> GIVEN TASK
Lay out the stretch of lines from the one containing "# test: point on every instance of the green" through the end of the lines as a Markdown table with the columns Row and Line, skipping blank lines. Leave the pictures out of the answer.

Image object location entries
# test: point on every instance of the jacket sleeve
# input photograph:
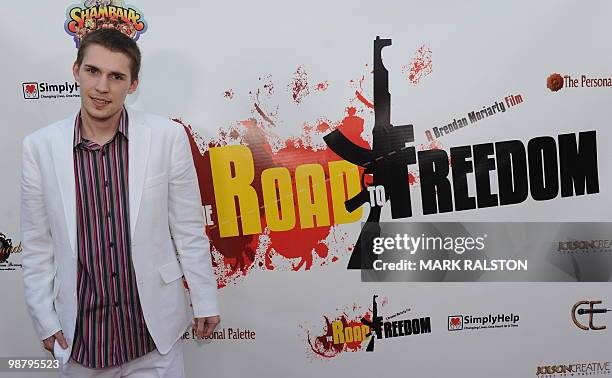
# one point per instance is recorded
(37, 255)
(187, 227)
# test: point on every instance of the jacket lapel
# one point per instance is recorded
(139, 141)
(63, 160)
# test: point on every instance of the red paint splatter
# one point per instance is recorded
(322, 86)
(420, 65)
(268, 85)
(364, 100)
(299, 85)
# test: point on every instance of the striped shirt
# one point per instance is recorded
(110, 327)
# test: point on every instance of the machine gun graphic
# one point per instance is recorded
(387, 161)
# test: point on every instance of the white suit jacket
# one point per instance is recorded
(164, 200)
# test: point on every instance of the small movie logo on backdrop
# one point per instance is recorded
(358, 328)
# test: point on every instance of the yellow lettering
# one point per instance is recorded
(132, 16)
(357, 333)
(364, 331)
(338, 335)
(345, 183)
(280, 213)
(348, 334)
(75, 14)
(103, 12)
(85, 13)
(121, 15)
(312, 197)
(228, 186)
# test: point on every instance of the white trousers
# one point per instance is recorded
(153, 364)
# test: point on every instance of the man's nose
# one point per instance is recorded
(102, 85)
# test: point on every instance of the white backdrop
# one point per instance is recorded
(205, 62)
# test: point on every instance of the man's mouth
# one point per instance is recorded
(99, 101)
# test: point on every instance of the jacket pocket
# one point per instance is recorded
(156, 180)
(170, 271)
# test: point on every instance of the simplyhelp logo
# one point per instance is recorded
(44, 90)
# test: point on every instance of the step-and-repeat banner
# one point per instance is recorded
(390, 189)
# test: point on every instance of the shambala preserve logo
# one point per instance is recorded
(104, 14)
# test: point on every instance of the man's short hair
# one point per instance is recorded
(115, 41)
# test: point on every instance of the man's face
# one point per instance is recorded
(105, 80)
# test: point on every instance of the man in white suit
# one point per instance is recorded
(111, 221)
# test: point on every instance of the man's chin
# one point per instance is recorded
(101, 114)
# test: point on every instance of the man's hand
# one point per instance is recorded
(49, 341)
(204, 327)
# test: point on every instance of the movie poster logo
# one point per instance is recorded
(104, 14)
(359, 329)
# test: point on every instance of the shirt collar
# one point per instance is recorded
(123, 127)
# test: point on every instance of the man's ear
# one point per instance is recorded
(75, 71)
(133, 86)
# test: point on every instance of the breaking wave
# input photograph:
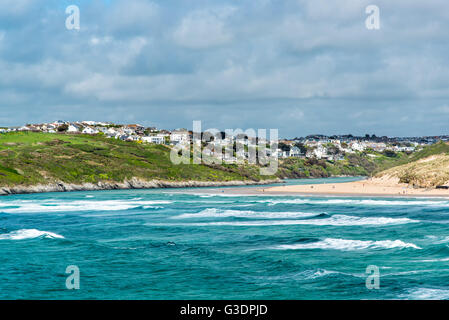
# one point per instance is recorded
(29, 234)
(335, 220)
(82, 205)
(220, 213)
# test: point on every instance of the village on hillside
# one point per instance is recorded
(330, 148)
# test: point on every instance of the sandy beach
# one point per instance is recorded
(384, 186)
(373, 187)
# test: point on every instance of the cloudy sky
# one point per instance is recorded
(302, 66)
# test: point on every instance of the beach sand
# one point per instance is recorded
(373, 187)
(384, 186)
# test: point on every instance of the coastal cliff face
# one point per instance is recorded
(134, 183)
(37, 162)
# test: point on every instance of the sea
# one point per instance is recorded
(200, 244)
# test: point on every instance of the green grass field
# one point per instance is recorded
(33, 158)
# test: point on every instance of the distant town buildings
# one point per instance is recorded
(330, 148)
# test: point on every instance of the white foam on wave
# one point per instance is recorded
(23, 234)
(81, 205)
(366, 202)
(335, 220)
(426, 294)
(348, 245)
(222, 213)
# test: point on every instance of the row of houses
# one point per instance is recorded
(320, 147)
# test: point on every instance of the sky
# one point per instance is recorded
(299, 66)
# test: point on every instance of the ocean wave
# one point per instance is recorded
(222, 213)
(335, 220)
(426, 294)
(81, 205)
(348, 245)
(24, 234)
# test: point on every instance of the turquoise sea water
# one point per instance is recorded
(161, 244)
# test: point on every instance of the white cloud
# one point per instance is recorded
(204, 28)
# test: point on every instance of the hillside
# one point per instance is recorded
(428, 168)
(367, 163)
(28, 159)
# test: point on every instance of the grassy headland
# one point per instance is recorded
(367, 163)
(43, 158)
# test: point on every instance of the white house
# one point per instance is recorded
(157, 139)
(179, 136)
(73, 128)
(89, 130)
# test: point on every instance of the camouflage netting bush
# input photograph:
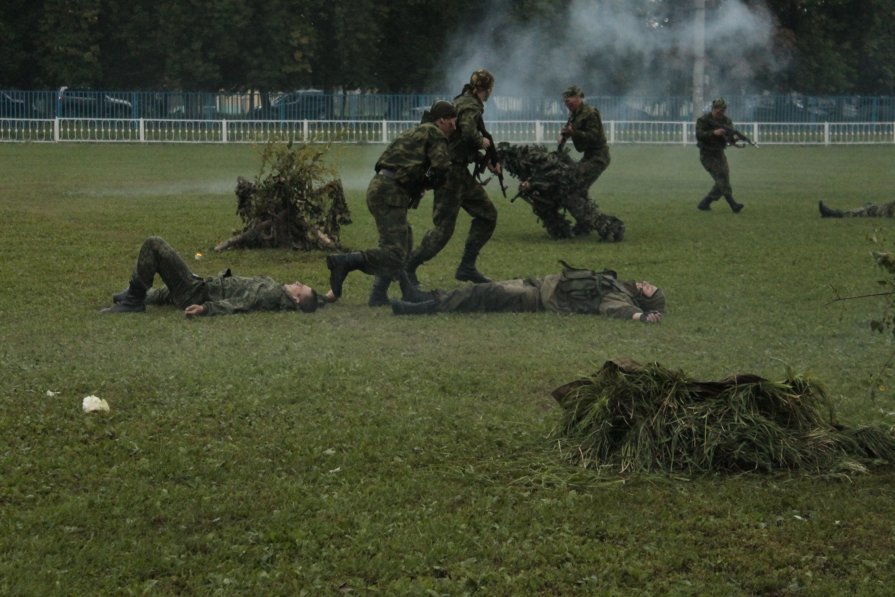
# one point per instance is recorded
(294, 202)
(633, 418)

> EXERCISE SOLUTION
| Row | Line |
|---|---|
| 1 | # test: point on every instance of the green grass field |
| 2 | # one point per instance is recorded |
| 3 | (33, 158) |
| 4 | # test: point on every instance of the distant town buildings |
| 5 | # one point per instance is recorded |
| 6 | (330, 148) |
| 7 | # test: point on every instance of the white foam on wave |
| 8 | # one point per instance is recorded |
| 9 | (23, 234) |
| 10 | (81, 205) |
| 11 | (366, 202) |
| 12 | (335, 220) |
| 13 | (426, 294) |
| 14 | (348, 245) |
| 15 | (222, 213) |
| 16 | # test: point on every instance of the row of houses |
| 17 | # one point per instance is recorded |
| 18 | (320, 147) |
| 19 | # test: point on every instance of the sky |
| 20 | # one point per instance is recorded |
| 21 | (299, 66) |
| 22 | # test: point on every instance of the ocean wave |
| 23 | # one point per instance is recorded |
| 24 | (222, 213) |
| 25 | (335, 220) |
| 26 | (426, 294) |
| 27 | (81, 205) |
| 28 | (348, 245) |
| 29 | (24, 234) |
| 30 | # test: point on every instance of the turquoise sea water |
| 31 | # one point per instance is recorded |
| 32 | (161, 244) |
| 33 | # test: point on every instance of the white cloud |
| 34 | # one point per instance is recorded |
| 35 | (204, 28) |
| 36 | # test: point on every instance of the hillside |
| 37 | # one point per instance is recorded |
| 38 | (428, 168) |
| 39 | (367, 163) |
| 40 | (28, 159) |
| 41 | # test: point on every instance of the grassy headland |
| 42 | # one point per instance is recorded |
| 43 | (367, 163) |
| 44 | (43, 158) |
| 45 | # test: point on every instance of the white house |
| 46 | # one point per instance is recorded |
| 47 | (157, 139) |
| 48 | (179, 136) |
| 49 | (73, 128) |
| 50 | (89, 130) |
| 51 | # test: point on every instance of the camouflage netting bush |
| 52 | # input photograph: |
| 53 | # one point per instance is recorded |
| 54 | (294, 202) |
| 55 | (633, 418) |